» **Exercise prompt**
In the records below, copy the line that contains "Pin the pine" and each line after it, word for word, through the last.

Extracted data entries:

--- --- ---

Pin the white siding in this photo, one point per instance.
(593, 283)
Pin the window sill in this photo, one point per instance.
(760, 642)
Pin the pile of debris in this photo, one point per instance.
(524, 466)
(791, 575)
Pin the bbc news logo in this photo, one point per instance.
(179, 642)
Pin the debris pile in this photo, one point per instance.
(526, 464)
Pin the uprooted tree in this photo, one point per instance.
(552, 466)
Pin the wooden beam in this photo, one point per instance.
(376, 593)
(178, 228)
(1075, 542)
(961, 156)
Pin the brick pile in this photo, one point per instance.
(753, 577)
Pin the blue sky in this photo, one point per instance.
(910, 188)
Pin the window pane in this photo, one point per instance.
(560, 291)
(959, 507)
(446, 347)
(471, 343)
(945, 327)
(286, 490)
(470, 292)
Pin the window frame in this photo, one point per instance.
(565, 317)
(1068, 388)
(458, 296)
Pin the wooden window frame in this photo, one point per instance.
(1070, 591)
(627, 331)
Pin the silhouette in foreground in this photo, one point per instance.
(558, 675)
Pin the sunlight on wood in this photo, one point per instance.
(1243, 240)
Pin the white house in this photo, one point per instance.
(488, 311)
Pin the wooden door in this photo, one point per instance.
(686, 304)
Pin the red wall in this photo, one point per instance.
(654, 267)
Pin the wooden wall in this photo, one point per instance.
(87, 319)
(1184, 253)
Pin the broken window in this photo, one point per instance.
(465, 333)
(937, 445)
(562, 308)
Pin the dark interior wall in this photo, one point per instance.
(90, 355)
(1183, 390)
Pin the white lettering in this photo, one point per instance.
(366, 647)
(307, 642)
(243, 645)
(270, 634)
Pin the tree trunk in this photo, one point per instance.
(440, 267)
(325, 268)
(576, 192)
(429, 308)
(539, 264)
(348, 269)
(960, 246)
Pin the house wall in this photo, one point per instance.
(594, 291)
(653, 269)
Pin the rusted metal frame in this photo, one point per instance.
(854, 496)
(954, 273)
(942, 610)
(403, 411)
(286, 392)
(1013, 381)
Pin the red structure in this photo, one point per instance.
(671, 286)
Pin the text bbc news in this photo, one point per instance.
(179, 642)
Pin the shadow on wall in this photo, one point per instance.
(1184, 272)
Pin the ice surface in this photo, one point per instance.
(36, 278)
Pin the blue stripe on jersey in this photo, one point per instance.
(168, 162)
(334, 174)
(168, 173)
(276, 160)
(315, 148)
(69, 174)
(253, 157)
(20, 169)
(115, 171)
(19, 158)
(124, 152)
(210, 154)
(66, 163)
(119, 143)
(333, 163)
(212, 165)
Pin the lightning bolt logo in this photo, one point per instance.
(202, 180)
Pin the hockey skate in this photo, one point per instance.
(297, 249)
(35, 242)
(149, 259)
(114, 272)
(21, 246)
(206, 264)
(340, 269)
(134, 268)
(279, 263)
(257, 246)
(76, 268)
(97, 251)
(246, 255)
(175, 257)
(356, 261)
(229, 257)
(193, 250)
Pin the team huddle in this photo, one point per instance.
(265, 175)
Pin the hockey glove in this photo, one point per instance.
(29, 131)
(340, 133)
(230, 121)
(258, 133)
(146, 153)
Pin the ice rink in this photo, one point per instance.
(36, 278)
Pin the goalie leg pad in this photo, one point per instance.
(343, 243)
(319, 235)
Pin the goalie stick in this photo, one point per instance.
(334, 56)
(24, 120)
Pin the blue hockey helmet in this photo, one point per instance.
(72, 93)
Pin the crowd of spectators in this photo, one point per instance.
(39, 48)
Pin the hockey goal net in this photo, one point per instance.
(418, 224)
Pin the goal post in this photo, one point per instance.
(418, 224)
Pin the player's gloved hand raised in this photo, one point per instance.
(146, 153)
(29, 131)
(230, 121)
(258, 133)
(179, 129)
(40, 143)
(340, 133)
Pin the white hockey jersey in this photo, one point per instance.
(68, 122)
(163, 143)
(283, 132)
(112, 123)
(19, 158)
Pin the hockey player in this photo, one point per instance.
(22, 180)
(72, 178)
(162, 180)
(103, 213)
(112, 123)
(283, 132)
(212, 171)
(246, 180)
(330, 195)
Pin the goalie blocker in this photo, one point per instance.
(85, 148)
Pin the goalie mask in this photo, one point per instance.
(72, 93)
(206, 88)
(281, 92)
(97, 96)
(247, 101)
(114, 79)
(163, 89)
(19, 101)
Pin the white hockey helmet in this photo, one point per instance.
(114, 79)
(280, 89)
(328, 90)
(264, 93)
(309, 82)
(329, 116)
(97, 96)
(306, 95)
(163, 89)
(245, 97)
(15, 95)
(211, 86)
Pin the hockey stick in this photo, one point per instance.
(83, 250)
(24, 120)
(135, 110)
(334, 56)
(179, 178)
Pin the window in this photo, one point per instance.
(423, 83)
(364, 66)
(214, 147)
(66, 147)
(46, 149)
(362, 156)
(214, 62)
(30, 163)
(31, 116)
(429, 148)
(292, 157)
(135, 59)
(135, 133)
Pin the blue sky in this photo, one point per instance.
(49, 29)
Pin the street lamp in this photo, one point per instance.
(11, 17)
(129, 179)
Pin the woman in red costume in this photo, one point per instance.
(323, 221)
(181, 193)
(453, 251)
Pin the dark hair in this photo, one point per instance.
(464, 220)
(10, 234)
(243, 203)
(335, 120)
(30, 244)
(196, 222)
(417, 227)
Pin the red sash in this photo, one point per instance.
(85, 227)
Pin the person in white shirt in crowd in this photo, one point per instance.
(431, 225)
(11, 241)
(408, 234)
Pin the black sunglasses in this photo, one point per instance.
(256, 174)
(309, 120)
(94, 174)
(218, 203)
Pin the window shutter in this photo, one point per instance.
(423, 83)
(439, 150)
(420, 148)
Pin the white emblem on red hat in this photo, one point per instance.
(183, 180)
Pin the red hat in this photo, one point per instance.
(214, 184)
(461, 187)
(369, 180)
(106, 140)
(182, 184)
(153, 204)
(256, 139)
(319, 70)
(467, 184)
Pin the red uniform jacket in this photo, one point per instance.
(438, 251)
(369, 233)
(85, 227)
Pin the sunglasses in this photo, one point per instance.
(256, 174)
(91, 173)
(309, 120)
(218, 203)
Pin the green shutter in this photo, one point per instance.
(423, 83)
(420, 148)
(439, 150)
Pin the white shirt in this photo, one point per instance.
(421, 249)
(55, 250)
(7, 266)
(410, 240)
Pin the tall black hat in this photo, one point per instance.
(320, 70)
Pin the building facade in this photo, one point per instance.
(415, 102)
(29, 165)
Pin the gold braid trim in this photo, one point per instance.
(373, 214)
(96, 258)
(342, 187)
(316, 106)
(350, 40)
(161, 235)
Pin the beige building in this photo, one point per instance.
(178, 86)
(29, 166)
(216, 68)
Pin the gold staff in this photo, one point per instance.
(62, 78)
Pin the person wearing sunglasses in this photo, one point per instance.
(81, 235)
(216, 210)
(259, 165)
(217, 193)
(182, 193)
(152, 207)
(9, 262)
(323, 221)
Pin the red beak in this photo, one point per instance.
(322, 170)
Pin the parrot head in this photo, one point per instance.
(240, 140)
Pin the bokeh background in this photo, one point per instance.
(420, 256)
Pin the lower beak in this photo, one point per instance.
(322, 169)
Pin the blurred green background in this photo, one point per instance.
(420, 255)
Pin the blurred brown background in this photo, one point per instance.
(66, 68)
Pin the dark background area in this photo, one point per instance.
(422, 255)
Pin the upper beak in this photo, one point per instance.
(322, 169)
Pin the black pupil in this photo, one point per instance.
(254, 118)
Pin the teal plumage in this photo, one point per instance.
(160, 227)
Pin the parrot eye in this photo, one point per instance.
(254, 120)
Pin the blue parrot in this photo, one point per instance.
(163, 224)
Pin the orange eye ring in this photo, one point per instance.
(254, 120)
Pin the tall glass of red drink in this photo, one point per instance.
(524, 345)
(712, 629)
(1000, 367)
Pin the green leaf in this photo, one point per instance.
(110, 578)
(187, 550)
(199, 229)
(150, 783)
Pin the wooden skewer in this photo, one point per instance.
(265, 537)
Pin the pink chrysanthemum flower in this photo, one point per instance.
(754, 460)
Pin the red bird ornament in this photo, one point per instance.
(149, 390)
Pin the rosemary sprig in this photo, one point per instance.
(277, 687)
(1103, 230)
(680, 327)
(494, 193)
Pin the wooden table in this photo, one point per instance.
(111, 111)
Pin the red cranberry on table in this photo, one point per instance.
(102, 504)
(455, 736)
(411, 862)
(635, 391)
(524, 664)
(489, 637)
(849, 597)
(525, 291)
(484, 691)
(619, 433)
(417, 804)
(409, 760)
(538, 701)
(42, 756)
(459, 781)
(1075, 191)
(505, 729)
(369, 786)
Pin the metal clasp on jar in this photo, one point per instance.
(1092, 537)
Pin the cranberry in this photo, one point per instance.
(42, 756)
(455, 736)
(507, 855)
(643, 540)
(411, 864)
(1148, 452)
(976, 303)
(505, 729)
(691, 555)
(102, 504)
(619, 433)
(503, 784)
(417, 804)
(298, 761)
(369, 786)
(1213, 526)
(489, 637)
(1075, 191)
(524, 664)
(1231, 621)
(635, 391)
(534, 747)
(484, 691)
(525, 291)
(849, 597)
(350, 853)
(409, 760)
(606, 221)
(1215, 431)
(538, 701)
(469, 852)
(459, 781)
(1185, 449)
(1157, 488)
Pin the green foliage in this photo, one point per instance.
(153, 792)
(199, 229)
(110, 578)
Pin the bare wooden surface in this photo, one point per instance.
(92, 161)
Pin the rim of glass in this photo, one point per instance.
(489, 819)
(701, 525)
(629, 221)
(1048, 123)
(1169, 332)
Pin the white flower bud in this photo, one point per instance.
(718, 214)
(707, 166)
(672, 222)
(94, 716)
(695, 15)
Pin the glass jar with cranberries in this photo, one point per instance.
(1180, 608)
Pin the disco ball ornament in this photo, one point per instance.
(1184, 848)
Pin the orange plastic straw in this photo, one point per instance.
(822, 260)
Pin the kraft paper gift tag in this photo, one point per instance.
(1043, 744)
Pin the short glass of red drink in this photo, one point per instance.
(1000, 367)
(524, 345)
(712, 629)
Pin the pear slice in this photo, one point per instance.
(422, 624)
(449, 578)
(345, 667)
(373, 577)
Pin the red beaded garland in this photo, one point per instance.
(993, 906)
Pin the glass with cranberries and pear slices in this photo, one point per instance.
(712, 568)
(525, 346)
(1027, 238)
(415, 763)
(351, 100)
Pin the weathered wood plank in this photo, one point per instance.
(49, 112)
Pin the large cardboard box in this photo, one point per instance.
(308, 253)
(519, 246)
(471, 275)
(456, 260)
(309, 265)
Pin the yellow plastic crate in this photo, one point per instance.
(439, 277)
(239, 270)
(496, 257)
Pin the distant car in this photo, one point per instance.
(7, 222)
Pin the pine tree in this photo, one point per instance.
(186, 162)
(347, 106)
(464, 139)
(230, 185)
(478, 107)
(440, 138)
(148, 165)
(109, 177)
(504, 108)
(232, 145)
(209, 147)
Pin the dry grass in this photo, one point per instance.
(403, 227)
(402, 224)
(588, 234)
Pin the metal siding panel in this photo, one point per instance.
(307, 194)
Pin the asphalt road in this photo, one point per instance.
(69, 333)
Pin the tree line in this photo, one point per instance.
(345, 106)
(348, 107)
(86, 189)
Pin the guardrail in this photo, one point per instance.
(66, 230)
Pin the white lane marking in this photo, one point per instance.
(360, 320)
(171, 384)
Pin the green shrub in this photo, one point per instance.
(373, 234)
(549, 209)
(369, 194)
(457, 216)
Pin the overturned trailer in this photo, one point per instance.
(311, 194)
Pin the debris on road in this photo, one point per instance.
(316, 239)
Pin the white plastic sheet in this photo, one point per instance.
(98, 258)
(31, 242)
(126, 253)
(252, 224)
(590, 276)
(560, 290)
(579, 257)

--- --- ---

» **Exercise result**
Pin the pine tree in this photo, one point per instance.
(186, 162)
(347, 106)
(464, 139)
(230, 185)
(478, 107)
(440, 138)
(148, 165)
(109, 177)
(504, 108)
(232, 145)
(209, 147)
Pin the dry grass in this photo, one point per instance.
(403, 227)
(402, 224)
(588, 234)
Pin the metal siding panel in this photo, one point per instance.
(307, 194)
Pin the asphalt road in this photo, one point per instance.
(69, 333)
Pin the tree line in this photo, one point per instance.
(345, 106)
(348, 107)
(86, 189)
Pin the guardrail in this photo, one point per instance.
(66, 230)
Pin the white lane marking in this photo, one point per instance.
(360, 320)
(171, 384)
Pin the green shrub in this photo, one point per instance.
(373, 234)
(549, 209)
(369, 194)
(457, 216)
Pin the overturned trailer in this photo, one point per instance.
(311, 194)
Pin the debris on road in this photo, one point per instance.
(316, 239)
Pin the white plastic sheet in this photo, one point per instance.
(98, 258)
(31, 242)
(126, 253)
(252, 224)
(590, 276)
(560, 290)
(579, 257)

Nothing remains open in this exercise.